**Source document**.
┄┄┄┄┄┄

When a British Columbia resident suffers an injury in an accident that was caused by another person, he or she may pursue recovery of damages. This can be done by filing a personal injury lawsuit in a civil court. However, successful presentation of such a claim will require proof of negligence, which could present quite a challenge.

When any person is reckless or careless in a way that creates unreasonable risks of harm, he or she is negligent. Any individual owes others a duty of care, and if he or she fails in that duty, and others suffer injuries, the victims may hold the negligent person liable for damages. The plaintiff must first show that the defendant owed a duty of care, and then prove that he or she failed in that duty. It may, for example, involve distracted or impaired driving.

The next thing to establish before the court is that this negligence caused the plaintiff harm, by showing that had it not been for the defendant’s actions, the injury would not have resulted. Furthermore, there will be a foreseeability test to determine whether the harm caused could have been anticipated. The next thing to prove to the court is documented evidence of losses such as medical reports and bills for physical injuries along with proof of lost income on wage reports.

┄┄┄┄┄┄

Saved entries:
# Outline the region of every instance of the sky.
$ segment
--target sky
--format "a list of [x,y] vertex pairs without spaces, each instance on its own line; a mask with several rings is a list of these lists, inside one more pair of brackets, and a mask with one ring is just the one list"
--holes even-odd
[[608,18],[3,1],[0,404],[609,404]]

┄┄┄┄┄┄

**Required actions**.
1. Write out the part of the personal injury text between "When a British" and "or impaired driving.", inclusive.
2. Decide whether each statement agrees with the personal injury text, answering yes or no and quoting the words that settle it: (a) The plaintiff must show that the defendant owed a duty of care. (b) A personal injury lawsuit is filed in a criminal court. (c) Wage reports can serve as proof of lost income.
3. Continue the personal injury text from its final sentence.
These records have no connection to the personal injury text.

**Answers below**.
1.
When a British Columbia resident suffers an injury in an accident that was caused by another person, he or she may pursue recovery of damages. This can be done by filing a personal injury lawsuit in a civil court. However, successful presentation of such a claim will require proof of negligence, which could present quite a challenge.

When any person is reckless or careless in a way that creates unreasonable risks of harm, he or she is negligent. Any individual owes others a duty of care, and if he or she fails in that duty, and others suffer injuries, the victims may hold the negligent person liable for damages. The plaintiff must first show that the defendant owed a duty of care, and then prove that he or she failed in that duty. It may, for example, involve distracted or impaired driving.

2.
(a) Yes: "The plaintiff must first show that the defendant owed a duty of care"
(b) No: "filing a personal injury lawsuit in a civil court"
(c) Yes: "proof of lost income on wage reports"

3.
Navigating a personal injury lawsuit can be a road full of obstacles. For this reason, many victims of injuries suffered in car accidents or other manners choose to utilise the services of an experienced British Columbia personal injury lawyer. Such a professional can gather the necessary evidence to establish negligence and pursue recovery of damages on behalf of the plaintiff. Along with financial losses, the lawyer may be able to achieve recovery of other damages such as pain and suffering, lost life enjoyment and more.